> [PROBLEM DESCRIPTION] Repeat exactly, and only, the lines below starting at the line that contains "column 209, row 230" and ending at the line that contains "column 750, row 558", inclusive of both.

> [RECORDS PROVIDED]
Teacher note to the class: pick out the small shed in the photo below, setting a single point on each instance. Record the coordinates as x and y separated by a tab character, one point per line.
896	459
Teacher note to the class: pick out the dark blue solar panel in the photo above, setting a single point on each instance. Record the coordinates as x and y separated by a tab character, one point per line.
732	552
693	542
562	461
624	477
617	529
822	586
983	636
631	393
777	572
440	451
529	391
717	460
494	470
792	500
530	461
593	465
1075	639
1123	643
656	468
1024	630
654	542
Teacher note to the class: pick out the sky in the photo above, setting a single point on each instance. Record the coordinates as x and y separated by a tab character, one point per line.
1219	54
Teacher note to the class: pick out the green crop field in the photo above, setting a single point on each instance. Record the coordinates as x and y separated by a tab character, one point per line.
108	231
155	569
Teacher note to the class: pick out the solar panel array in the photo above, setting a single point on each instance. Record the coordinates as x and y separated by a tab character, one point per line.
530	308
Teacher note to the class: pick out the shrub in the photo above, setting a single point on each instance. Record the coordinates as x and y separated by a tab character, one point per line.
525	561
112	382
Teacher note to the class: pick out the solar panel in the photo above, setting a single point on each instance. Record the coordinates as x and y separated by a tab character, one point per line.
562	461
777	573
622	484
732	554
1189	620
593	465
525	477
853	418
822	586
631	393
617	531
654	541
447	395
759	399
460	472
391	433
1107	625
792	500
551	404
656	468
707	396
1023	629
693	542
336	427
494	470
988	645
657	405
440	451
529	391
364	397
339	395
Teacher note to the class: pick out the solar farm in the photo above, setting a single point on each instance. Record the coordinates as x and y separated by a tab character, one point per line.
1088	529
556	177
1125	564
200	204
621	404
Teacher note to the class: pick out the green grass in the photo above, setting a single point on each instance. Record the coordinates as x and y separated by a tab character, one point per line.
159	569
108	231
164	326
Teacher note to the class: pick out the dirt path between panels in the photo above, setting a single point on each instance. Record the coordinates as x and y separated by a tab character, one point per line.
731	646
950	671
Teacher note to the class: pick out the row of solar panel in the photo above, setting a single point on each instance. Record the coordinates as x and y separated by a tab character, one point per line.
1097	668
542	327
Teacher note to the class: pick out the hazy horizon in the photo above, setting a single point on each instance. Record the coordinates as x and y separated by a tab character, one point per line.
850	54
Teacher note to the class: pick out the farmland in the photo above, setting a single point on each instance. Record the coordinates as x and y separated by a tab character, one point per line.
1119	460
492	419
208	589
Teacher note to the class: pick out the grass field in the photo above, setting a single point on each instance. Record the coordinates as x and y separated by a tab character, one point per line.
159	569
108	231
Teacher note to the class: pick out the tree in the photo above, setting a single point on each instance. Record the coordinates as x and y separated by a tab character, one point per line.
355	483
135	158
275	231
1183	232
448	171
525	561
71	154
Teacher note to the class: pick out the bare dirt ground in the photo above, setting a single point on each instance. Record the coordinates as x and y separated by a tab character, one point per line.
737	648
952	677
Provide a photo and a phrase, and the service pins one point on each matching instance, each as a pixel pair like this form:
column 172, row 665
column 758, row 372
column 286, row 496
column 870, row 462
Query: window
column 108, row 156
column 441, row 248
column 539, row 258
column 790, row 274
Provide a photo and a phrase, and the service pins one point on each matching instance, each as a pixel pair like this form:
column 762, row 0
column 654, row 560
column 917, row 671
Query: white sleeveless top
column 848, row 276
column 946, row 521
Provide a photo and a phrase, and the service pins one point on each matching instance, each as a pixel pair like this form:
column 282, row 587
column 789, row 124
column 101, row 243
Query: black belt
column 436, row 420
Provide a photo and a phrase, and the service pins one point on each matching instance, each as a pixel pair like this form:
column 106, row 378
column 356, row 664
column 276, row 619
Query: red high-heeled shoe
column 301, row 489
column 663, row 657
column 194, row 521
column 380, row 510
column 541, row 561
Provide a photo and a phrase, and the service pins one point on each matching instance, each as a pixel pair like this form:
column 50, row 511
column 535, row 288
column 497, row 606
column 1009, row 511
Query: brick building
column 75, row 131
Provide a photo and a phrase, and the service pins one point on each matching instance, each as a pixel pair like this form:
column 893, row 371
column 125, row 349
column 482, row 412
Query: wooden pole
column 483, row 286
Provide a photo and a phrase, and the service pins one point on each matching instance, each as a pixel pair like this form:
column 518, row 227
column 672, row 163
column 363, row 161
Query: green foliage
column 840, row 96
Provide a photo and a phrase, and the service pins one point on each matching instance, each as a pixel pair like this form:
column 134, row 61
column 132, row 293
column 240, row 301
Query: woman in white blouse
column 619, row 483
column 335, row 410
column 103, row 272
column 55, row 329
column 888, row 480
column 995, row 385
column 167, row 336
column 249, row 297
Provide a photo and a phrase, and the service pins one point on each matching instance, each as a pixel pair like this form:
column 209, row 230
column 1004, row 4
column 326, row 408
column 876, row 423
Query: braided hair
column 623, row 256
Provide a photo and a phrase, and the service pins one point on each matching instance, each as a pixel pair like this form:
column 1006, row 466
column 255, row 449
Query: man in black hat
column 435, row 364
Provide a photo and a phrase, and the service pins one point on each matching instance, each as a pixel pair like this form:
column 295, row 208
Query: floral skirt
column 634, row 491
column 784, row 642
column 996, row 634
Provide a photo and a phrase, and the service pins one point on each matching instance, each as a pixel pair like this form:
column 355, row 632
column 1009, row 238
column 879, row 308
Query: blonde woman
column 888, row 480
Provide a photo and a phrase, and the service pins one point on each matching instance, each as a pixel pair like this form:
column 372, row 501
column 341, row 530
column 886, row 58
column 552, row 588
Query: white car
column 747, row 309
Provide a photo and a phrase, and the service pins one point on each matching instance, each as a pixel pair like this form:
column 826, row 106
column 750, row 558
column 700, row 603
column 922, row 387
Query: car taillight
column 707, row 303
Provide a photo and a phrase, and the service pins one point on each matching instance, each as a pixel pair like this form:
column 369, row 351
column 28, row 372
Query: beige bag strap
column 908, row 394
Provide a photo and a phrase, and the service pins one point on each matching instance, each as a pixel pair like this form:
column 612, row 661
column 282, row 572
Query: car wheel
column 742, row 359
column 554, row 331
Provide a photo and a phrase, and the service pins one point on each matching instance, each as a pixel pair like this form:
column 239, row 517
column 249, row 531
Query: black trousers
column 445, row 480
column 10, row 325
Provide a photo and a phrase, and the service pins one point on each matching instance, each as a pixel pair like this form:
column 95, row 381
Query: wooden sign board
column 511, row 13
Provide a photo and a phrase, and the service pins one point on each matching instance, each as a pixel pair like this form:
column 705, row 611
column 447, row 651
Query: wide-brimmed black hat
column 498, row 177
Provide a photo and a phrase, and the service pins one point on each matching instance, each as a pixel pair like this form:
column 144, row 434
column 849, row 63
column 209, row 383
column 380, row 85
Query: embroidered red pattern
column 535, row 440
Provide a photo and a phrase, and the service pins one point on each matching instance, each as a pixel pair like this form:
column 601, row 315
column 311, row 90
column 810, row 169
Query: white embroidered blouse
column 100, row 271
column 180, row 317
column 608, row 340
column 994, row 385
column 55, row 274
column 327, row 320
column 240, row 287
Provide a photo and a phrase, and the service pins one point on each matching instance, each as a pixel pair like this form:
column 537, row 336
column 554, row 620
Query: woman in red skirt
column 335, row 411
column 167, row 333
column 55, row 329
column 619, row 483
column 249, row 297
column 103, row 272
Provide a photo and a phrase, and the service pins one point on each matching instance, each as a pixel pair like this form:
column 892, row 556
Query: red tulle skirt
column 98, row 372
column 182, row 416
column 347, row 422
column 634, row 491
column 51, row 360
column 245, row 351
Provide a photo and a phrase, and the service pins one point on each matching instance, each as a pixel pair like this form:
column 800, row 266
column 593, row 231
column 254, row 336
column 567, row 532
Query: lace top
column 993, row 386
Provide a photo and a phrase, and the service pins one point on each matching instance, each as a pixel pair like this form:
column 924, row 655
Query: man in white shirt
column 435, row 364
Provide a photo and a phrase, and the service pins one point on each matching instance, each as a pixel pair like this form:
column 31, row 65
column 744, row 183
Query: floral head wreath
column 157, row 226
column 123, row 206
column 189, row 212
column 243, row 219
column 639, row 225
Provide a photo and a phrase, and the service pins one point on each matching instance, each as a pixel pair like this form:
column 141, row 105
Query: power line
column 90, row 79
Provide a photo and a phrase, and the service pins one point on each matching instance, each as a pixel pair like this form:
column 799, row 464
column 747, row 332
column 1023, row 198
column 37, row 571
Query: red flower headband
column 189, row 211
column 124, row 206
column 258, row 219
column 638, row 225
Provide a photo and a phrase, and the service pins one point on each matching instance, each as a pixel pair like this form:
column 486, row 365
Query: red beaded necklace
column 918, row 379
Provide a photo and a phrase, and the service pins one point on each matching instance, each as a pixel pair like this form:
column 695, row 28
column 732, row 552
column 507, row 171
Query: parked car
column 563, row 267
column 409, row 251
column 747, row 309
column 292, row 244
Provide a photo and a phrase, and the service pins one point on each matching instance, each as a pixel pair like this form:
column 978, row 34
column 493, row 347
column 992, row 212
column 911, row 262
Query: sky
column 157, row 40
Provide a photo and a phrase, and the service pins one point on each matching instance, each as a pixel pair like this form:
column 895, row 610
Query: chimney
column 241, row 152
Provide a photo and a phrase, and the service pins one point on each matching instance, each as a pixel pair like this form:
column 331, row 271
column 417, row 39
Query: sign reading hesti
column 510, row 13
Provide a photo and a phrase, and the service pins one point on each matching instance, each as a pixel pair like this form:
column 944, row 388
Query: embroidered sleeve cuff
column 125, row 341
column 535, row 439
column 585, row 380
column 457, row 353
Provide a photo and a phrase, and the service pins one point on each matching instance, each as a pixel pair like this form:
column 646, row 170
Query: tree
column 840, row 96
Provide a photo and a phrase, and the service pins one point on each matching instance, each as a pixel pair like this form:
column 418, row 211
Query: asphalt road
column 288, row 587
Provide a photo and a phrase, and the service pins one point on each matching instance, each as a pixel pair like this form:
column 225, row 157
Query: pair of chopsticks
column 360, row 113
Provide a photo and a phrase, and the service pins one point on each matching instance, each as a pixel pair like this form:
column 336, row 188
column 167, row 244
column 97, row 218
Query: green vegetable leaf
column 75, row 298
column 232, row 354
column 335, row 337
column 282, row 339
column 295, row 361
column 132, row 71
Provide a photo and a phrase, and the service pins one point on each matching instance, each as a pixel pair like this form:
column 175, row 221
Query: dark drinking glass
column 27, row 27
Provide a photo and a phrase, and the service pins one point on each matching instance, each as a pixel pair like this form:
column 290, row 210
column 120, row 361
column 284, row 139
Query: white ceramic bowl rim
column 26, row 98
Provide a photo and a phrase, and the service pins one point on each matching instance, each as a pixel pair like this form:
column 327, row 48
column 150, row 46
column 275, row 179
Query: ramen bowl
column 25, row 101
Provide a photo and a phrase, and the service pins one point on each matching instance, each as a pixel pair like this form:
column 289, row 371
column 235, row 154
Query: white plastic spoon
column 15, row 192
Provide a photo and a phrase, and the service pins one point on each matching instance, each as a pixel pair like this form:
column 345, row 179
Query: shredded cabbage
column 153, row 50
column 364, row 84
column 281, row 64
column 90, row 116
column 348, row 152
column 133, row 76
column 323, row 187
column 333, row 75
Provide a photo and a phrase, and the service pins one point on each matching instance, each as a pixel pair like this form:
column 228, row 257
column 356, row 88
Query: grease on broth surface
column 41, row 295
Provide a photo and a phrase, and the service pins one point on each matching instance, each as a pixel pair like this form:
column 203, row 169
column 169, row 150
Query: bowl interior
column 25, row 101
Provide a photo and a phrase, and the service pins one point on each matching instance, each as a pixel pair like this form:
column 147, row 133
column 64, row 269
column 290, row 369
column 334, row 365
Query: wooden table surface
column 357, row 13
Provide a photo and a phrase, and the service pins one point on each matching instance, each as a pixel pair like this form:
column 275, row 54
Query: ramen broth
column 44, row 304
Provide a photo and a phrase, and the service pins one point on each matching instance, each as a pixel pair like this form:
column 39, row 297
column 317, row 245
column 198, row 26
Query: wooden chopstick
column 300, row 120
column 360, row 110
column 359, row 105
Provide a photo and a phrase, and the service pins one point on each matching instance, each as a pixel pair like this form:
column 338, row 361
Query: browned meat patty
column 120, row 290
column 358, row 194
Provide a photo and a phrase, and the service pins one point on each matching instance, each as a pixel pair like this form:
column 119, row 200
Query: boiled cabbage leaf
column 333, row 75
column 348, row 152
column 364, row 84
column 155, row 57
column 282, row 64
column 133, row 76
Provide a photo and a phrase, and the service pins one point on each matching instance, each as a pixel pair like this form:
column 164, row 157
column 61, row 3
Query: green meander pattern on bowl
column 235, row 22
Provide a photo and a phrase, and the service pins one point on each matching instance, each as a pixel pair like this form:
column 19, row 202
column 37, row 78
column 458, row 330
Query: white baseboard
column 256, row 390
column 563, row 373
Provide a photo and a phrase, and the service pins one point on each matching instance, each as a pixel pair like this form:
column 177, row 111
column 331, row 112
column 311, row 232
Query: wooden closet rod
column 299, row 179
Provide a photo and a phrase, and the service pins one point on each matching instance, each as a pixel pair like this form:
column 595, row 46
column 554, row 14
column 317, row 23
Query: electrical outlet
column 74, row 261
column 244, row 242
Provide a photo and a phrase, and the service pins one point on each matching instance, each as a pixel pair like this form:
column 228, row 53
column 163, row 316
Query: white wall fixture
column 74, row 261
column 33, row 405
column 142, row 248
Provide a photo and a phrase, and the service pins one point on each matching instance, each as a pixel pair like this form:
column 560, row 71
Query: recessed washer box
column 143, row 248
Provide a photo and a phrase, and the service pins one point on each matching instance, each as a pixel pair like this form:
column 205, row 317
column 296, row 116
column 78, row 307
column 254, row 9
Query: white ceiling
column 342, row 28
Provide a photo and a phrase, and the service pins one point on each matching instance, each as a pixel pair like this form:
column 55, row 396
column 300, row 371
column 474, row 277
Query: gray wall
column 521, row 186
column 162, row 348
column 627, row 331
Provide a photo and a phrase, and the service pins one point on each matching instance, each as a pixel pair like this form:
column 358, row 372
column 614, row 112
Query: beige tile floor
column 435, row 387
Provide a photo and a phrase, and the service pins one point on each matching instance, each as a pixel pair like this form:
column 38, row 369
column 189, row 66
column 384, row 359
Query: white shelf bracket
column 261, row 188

> [FINAL ANSWER]
column 209, row 230
column 1004, row 4
column 326, row 408
column 876, row 423
Query: braided hair
column 623, row 256
Provide a photo and a phrase, and the service pins one point on each matching instance, each as a pixel pair like this form:
column 1006, row 466
column 255, row 449
Query: man in black hat
column 435, row 364
Provide a photo and a phrase, and the service pins one point on each matching instance, each as a pixel pair like this form:
column 295, row 208
Query: floral skirt
column 634, row 491
column 784, row 642
column 996, row 634
Provide a photo and a phrase, and the service pins one point on each matching instance, each as a pixel pair like this form:
column 355, row 632
column 1009, row 238
column 879, row 308
Query: blonde woman
column 888, row 480
Provide a photo and a phrase, and the service pins one point on each matching instance, each as a pixel pair like this form:
column 372, row 501
column 341, row 530
column 886, row 58
column 552, row 588
Query: white car
column 747, row 309
Provide a photo and a phrase, and the service pins one point on each matching instance, each as a pixel pair like this form:
column 826, row 106
column 750, row 558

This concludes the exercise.